#### [WHAT TO PRODUCE]
Would you quote the lines of the records below word for word, starting at the line that contains "Our labeler tagged driver" and ending at the line that contains "[[630, 405, 784, 605], [155, 440, 280, 624]]", with both of those lines included?

(Rows from a dataset of box labels)

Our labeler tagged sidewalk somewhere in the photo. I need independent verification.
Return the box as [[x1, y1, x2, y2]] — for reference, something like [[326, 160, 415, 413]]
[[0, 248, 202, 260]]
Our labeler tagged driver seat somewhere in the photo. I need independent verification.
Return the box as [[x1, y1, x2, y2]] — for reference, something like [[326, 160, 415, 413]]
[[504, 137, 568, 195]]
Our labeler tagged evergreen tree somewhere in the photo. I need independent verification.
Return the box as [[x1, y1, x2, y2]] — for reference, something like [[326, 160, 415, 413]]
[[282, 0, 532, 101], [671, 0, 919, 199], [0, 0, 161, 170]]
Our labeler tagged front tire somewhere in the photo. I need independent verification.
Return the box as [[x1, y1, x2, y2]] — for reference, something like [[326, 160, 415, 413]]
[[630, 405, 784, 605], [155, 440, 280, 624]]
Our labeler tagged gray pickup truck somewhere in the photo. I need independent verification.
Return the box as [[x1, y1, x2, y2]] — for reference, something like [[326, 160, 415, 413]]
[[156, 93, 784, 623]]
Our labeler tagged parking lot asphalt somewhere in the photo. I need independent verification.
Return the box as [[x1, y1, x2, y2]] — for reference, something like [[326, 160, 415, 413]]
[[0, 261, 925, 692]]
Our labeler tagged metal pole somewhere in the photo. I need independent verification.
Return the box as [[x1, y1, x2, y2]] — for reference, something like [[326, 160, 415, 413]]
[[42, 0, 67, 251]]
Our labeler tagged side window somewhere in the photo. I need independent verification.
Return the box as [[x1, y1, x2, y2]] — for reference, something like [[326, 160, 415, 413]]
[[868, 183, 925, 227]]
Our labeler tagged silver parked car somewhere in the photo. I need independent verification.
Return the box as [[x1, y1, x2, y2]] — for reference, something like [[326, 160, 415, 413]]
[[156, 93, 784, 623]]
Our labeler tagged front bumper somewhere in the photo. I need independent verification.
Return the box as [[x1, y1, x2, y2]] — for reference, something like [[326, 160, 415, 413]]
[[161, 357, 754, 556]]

#### [COMPLETED EXERCISE]
Our labeler tagged driver seat somewhere in the photo. I need independent verification.
Return the box as [[x1, y1, x2, y2]] — for reference, something like [[326, 160, 415, 413]]
[[504, 137, 568, 195]]
Our labeler tagged evergreen tree somewhere in the photo. I need independent verification.
Return the box as [[x1, y1, x2, y2]] — for reference, something like [[326, 160, 415, 413]]
[[282, 0, 532, 101], [671, 0, 919, 199], [0, 0, 161, 170]]
Our labeler tagged front tire somewhere in the photo. I need independent verification.
Return the box as [[x1, y1, x2, y2]] — for reference, something like [[326, 160, 415, 413]]
[[630, 405, 784, 605], [155, 440, 280, 624]]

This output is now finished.